→ **ARTICLE**
• • • • • • •

Dearth of indigenous ceos in Nigeria-based multinationals
Published November 16, 2018
Ayo Olukotun THE PUNCH
Friday Musings with Ayo Olukotun email@example.com 07055841236
No matter how you browse its current status, it is hard not to think of Nigeria as a nation in decline, with indices of a glorious past, looking today like feats that are difficult to replicate. Recently, a Nigerian Professor, who worked for several years in the United Nations system, narrated to this columnist, how badly we are losing out in appointments at the UN, even in cases where a little throwing of our weight would have swung the tide in our favour.
Sadly, the voice of Africa’s giant, once commanding and compelling on continental affairs, is increasingly dwindling to a barely audible squeak. Another important dimension of Nigerian stupor was put on the table, last week, by the Pro Chancellor of the University of Lagos, Dr Wale Babalakin SAN, when he delivered the 20th Anniversary Lecture of the Yaba College of Technology.
Babalakin lamented a situation where the chief executives of western multinational companies in Nigeria are overwhelmingly expatriates, drawn from the host countries of these companies. Pinpointing the growing lacuna, the guest lecturer cited names such as Ernest Shonekan, Christopher Kolade, Rufus Giwa, Abel Ubeku, Festus Odimegwu, Olusegun Osunkeye, and Sam Ohuabunwa, who once sat at the helm of western multinationals in Nigeria.”Today”, bemoaned Babalakin, raising his voice, “the advent of indigenous CEOs in foreign companies on our soil is virtually over, punctuated, of course, by a few honourable exceptions”.
There is no gainsaying that Babalakin is right on the money, and has provoked national conversation on a topical and vexing subject. For example, a situation where, as happened recently, a Kenyan was redeployed from another African country to be the chief executive of a beverage manufacturing multinational on Nigerian soil, tugs at our sense of national self-worth and self-validation. How did this state of affairs, this palpable dimunition of Nigerian technocracy arise? Babalakin suggests that the reasons connect with the lowering standard of education in the country and the attitude to work of Nigerians.
Undoubtedly, these factors have roles to play, but only as part of a larger narrative of decline, even decay in our national affairs. To make the point clear, a former deputy Governor of the Central Bank, Dr Obadiah Mailafia, argued in a conversation with this columnist that the country has not only careered downhill in the educational sector, but has specifically downgraded or ignored business and management education, citing the fact there are no world class centres of management education on the scale of the Harvard Business School. Of course, our multiplying universities offer training and degrees in management; however, we are reminded by the ongoing strike of the Academic Staff Union of Universities that government has failed abysmally to fund universities and to upgrade their lack of topicality and universality. Evidence of this is provided by the fact that investment in the business sector is shallow and perfunctory.

• • • • • • •

→ **MATERIAL**
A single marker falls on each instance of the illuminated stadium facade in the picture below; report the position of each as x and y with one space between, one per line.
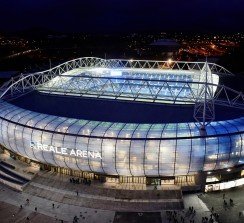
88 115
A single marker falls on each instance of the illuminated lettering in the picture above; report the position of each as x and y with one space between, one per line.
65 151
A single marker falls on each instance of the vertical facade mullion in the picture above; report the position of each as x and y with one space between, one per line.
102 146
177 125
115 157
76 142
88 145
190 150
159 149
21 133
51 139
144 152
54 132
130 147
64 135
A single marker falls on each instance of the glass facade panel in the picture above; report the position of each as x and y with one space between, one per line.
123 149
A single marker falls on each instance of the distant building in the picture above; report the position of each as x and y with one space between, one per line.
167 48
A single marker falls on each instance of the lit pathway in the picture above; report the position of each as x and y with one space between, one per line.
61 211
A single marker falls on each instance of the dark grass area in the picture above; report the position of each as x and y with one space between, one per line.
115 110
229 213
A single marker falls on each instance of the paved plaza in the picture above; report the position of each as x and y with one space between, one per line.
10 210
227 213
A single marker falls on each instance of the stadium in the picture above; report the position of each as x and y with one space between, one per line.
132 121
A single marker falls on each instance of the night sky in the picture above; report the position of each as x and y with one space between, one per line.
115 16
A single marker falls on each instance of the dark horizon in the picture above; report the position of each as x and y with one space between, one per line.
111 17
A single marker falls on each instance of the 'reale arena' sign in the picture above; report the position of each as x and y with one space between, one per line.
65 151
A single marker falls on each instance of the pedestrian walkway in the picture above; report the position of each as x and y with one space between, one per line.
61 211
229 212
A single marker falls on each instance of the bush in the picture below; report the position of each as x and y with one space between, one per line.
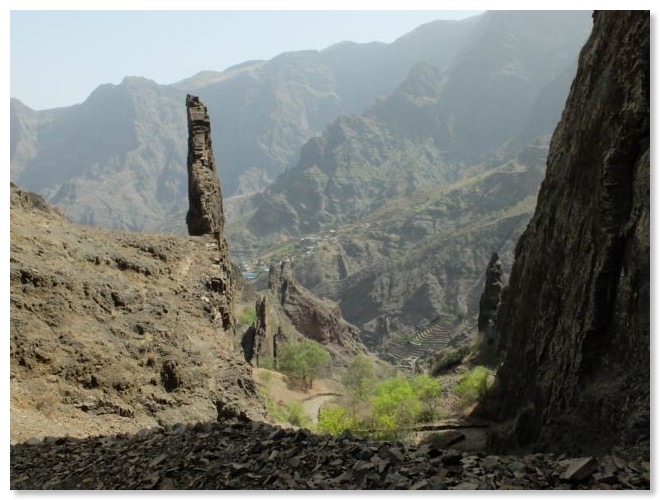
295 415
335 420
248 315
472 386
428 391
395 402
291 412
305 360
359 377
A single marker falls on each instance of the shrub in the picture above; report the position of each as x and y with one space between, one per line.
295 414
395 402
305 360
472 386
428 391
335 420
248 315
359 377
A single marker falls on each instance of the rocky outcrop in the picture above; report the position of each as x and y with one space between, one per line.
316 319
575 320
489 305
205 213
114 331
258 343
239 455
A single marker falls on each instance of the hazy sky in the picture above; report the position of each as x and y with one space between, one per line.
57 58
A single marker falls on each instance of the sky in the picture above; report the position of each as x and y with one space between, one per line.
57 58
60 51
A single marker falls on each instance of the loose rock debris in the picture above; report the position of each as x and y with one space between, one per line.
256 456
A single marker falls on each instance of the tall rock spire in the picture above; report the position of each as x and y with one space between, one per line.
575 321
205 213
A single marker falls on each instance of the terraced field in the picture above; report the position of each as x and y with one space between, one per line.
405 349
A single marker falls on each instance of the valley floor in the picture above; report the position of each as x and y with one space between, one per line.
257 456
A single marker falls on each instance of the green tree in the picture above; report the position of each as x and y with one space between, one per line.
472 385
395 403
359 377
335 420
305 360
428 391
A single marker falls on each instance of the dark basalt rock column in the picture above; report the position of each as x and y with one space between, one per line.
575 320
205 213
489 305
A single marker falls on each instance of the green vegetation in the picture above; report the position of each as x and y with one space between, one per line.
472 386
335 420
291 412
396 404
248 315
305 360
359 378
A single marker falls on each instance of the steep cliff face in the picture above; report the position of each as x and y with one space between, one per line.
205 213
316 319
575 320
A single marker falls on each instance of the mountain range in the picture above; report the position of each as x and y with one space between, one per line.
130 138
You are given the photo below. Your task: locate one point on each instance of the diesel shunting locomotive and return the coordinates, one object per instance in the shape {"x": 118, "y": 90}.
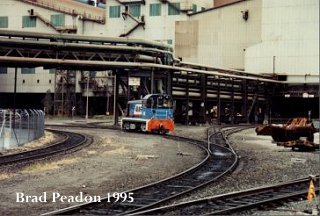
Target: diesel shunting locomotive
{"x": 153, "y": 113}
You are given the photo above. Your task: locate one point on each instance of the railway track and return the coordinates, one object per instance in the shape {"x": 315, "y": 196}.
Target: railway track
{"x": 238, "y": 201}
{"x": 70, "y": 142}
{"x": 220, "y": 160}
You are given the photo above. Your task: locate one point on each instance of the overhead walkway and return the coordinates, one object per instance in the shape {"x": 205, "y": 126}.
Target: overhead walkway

• • • • • • •

→ **TASKS FOR THIS EXERCISE**
A. Reproduce the column on indigenous CEOs from "Dearth of indigenous" down to "in our favour.".
B. According to the column, what does Babalakin suggest is behind the scarcity of Nigerian chief executives at western multinationals in Nigeria? Answer in one to three sentences.

→ **RESPONSES**
A.
Dearth of indigenous ceos in Nigeria-based multinationals
Published November 16, 2018
Ayo Olukotun THE PUNCH
Friday Musings with Ayo Olukotun email@example.com 07055841236
No matter how you browse its current status, it is hard not to think of Nigeria as a nation in decline, with indices of a glorious past, looking today like feats that are difficult to replicate. Recently, a Nigerian Professor, who worked for several years in the United Nations system, narrated to this columnist, how badly we are losing out in appointments at the UN, even in cases where a little throwing of our weight would have swung the tide in our favour.

B. Babalakin suggests that the reasons connect with the lowering standard of education in Nigeria and with Nigerians' attitude to work.